## Task brief
Report each line of the entries below that includes "pale".

━━━━━━━━━━━━━━━━

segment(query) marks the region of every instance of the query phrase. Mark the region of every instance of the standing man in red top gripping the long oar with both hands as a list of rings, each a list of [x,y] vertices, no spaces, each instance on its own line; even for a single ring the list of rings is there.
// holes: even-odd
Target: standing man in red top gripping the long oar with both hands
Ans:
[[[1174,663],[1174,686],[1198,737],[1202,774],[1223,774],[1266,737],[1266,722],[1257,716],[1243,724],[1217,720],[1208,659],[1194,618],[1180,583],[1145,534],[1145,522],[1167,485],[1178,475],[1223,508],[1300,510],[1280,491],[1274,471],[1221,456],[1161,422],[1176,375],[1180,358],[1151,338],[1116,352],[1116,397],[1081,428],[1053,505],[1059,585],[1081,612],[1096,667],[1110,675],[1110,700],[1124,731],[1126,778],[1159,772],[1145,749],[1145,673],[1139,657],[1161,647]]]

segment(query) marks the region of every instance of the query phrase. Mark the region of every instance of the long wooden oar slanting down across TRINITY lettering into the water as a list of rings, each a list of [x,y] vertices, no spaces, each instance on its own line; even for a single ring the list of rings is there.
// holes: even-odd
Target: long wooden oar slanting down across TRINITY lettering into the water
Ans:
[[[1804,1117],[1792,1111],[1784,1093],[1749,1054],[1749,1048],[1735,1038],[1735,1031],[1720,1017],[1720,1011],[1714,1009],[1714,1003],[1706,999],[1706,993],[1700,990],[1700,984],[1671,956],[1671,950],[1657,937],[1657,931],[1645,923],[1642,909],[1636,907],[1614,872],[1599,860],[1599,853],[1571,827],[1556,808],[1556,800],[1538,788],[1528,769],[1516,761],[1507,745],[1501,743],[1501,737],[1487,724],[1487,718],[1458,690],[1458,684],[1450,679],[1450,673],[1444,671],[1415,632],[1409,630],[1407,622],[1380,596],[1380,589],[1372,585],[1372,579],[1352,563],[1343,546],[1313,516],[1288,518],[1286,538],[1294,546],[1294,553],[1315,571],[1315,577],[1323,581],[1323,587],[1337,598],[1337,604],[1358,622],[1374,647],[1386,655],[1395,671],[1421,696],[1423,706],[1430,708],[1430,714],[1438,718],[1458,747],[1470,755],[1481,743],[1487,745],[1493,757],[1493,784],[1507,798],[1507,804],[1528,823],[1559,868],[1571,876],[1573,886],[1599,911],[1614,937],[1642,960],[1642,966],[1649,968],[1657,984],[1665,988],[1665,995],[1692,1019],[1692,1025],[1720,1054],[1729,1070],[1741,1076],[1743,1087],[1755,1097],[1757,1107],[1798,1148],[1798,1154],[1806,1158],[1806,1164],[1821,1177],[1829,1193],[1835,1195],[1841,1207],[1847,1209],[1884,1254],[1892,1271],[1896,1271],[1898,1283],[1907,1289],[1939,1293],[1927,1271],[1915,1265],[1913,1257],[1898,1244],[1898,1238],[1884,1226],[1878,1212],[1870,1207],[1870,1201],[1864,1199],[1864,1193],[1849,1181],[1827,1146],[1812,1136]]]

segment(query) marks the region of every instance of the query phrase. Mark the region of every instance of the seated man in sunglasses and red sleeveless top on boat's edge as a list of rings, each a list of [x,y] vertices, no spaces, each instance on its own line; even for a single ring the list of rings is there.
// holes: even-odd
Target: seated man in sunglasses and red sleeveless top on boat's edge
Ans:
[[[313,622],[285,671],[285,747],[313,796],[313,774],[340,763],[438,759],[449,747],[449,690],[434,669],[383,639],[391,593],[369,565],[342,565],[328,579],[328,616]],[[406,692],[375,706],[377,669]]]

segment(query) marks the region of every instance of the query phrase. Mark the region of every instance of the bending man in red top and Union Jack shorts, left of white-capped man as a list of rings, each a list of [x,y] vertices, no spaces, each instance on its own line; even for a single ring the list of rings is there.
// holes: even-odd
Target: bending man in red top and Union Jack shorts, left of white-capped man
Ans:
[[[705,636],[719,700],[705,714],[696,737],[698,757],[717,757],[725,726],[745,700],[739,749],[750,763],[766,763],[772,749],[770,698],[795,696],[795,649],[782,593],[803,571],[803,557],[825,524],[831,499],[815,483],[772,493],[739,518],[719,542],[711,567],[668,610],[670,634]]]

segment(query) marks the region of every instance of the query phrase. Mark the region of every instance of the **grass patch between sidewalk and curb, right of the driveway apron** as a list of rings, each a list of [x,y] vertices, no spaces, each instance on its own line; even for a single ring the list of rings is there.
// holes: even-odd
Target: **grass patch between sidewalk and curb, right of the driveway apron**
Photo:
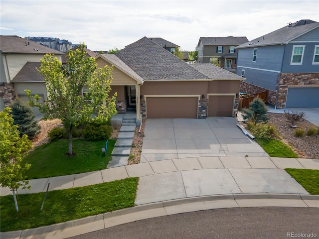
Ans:
[[[319,195],[319,170],[298,168],[286,168],[285,170],[310,194]]]

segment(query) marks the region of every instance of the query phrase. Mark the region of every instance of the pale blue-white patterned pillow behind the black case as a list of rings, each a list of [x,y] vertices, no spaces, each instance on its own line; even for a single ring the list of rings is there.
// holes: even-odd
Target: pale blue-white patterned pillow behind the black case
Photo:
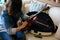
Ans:
[[[31,5],[29,7],[29,12],[39,12],[42,11],[45,7],[47,6],[47,3],[42,3],[42,2],[31,2]]]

━━━━━━━━━━━━━━━━

## Exercise answer
segment(query) marks the region of every instance of the query phrase. Mark the region of every instance of the pale blue-white patterned pillow behind the black case as a list of rings, each a list of [x,y] vertices, no spaces, each instance on its own line; even for a single ring the list of rings is there.
Target: pale blue-white patterned pillow behind the black case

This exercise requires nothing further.